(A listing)

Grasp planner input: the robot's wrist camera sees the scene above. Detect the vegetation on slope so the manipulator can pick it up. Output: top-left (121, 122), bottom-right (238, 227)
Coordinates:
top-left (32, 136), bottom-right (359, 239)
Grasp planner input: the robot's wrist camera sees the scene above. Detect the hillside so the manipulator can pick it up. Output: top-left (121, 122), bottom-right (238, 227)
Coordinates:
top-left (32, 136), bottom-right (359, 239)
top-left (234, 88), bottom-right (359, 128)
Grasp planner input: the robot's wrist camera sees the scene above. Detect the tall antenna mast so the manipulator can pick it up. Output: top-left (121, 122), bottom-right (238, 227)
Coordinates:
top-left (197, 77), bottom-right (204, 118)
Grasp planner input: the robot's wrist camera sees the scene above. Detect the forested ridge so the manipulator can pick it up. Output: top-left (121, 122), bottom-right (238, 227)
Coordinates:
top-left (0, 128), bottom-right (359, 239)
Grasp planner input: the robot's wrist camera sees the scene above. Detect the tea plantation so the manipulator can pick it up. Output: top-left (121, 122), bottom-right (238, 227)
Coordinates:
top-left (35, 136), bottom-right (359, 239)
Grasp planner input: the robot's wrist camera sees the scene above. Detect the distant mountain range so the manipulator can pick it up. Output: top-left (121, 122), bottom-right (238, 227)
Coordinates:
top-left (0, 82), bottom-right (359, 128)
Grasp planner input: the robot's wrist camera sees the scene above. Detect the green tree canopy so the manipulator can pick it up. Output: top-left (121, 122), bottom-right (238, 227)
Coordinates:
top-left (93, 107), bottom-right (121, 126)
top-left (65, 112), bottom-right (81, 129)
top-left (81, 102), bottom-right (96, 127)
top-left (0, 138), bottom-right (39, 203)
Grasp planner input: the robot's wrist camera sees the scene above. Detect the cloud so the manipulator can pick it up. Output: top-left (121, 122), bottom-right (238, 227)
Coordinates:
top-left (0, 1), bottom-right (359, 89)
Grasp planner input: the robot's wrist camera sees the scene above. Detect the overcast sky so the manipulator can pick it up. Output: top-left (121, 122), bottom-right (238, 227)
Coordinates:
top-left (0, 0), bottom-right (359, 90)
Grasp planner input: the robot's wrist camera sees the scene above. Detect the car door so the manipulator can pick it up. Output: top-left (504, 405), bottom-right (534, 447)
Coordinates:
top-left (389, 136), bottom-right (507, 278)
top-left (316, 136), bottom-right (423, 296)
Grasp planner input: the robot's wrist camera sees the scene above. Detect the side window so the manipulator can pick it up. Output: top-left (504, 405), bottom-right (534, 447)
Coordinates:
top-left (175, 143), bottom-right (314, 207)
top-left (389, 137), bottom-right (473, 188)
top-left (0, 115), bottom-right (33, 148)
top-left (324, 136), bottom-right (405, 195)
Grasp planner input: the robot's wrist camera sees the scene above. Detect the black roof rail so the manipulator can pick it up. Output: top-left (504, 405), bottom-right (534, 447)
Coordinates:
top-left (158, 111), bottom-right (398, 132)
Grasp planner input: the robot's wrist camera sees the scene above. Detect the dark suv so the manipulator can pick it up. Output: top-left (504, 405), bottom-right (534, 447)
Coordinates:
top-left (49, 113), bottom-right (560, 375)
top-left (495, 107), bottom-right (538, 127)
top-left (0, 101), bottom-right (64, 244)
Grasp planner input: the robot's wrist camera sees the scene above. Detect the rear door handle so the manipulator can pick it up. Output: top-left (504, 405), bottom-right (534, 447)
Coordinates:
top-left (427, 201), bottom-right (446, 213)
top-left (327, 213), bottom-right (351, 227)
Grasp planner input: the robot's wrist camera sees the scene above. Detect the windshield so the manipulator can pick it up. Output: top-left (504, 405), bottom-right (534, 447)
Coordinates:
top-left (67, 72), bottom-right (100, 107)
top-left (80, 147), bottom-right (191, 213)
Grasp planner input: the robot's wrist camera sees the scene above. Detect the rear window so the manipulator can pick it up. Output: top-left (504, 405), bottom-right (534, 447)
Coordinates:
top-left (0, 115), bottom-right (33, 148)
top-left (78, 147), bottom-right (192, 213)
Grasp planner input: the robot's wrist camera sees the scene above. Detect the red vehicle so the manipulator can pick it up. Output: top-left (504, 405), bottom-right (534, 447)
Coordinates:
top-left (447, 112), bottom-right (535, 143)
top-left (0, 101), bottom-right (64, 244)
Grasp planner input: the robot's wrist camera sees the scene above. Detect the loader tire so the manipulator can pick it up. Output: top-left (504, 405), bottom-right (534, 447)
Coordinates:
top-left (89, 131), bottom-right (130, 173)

> _WHAT TO PRODUCE_: Rewrite everything in the listing from the line containing "Detect the tea" down to the line containing "top-left (316, 136), bottom-right (423, 296)", both included, and raise every number in the answer coordinates by 7. Keep the requests and their sample outputs unchanged.

> _THE REPLY_:
Grasp planner input: the robot's wrist camera sees the scene above. Detect the tea plantation so the manipulator can pick it up. Output: top-left (121, 122), bottom-right (238, 227)
Coordinates:
top-left (42, 143), bottom-right (366, 246)
Grasp planner input: the robot's wrist camera sees the scene above. Detect the distant mountain range so the manipulator can pick it up. Output: top-left (121, 122), bottom-right (238, 227)
Coordinates:
top-left (7, 89), bottom-right (366, 135)
Grasp planner input: the robot's wrist camera sees the scene above. Detect the green tree canopy so the manipulator can pick it up. Output: top-left (121, 122), bottom-right (238, 227)
Coordinates:
top-left (100, 114), bottom-right (128, 133)
top-left (72, 119), bottom-right (88, 136)
top-left (88, 109), bottom-right (103, 134)
top-left (7, 145), bottom-right (46, 210)
Grasp planner input: the robot's wrist camera sees the scene above. Detect the cloud so the manipulator can pick it up. Output: top-left (121, 122), bottom-right (238, 227)
Coordinates:
top-left (7, 8), bottom-right (366, 96)
Grasp planner input: the robot's wrist camera sees the scene above. Detect the overcast sky so the manipulator can pick it up. Output: top-left (121, 122), bottom-right (238, 227)
Coordinates:
top-left (7, 7), bottom-right (366, 97)
Grasp planner input: the robot's wrist camera sees the scene above. Detect the car door so the manipulator can pick it up. Output: top-left (504, 405), bottom-right (534, 447)
Coordinates:
top-left (396, 143), bottom-right (514, 285)
top-left (323, 143), bottom-right (430, 303)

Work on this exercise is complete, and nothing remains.